** Start **

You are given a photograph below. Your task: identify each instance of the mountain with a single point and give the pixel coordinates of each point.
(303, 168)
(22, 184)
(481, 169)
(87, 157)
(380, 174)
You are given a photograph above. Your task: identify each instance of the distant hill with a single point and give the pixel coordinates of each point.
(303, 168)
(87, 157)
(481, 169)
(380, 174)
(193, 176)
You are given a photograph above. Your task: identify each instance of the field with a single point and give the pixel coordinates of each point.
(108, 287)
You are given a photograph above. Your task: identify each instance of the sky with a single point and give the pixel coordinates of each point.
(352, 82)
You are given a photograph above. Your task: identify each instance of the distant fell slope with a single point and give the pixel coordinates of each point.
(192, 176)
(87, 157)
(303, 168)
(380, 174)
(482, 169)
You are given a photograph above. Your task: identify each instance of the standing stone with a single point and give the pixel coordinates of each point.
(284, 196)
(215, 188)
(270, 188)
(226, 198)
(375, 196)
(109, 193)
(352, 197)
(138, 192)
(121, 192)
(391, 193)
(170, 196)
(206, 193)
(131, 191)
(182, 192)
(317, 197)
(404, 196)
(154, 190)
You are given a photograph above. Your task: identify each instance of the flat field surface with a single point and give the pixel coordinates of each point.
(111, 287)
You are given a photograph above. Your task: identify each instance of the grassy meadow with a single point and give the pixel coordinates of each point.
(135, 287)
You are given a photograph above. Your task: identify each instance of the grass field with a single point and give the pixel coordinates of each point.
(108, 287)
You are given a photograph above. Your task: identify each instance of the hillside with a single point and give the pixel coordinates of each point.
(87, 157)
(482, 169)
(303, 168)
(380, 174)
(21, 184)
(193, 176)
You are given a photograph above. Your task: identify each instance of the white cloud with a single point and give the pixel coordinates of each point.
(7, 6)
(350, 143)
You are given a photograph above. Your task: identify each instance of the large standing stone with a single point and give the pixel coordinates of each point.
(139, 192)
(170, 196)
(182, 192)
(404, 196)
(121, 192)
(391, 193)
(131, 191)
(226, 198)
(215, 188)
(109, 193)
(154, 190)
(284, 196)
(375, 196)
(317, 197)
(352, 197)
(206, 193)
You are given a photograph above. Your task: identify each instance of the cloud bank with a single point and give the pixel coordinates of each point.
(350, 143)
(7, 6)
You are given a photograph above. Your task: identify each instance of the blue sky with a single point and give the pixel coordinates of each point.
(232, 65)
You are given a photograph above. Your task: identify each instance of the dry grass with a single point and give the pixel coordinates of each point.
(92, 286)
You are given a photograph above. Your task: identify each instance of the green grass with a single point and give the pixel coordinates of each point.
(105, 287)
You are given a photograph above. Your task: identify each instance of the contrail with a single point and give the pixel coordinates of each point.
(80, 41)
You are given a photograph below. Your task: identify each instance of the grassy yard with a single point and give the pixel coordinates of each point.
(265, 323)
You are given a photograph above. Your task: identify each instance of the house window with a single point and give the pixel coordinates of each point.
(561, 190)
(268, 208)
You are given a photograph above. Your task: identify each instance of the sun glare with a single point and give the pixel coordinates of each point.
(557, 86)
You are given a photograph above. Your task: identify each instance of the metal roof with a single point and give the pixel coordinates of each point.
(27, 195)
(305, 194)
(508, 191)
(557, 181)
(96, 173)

** End **

◆ **GIVEN INSTRUCTION**: In the records above, locate the line that contains "of the cloud". Repeat it and every line after it, exactly, and nothing else.

◆ **SOLUTION**:
You are given a photograph above. Your task: identify each instance of the cloud bank with a single point and give the pixel coordinates of each point.
(350, 143)
(7, 6)
You are given a photograph above. Your task: identify each instance of the blue sky with a single point and give the pixel coordinates of each point.
(232, 65)
You are given a photograph above. Your task: identify each instance of the dry grass with a single point and give the pixel coordinates of each point.
(92, 286)
You are given a photograph above. Your task: identify each instance of the green grass with a single point and give the pixel coordinates of each point.
(105, 287)
You are given a photograph above. Your task: identify each instance of the contrail with a single point and give the pixel coordinates of each point.
(80, 41)
You are given a photograph below. Your task: identify each instance of the grassy yard with a single point and give the pixel coordinates of each point.
(265, 323)
You are given a photograph above. Your task: identify each instance of the house window with a single point and give the pixel coordinates of each point.
(561, 190)
(268, 208)
You are given a photograph above. Your task: identify each instance of the sun glare with a single point and give the pixel coordinates of each point.
(557, 86)
You are given a photograph above. Your task: identify each instance of the metal roof with a single point and give the pixel coordinates of each point.
(27, 195)
(305, 194)
(508, 191)
(557, 181)
(96, 173)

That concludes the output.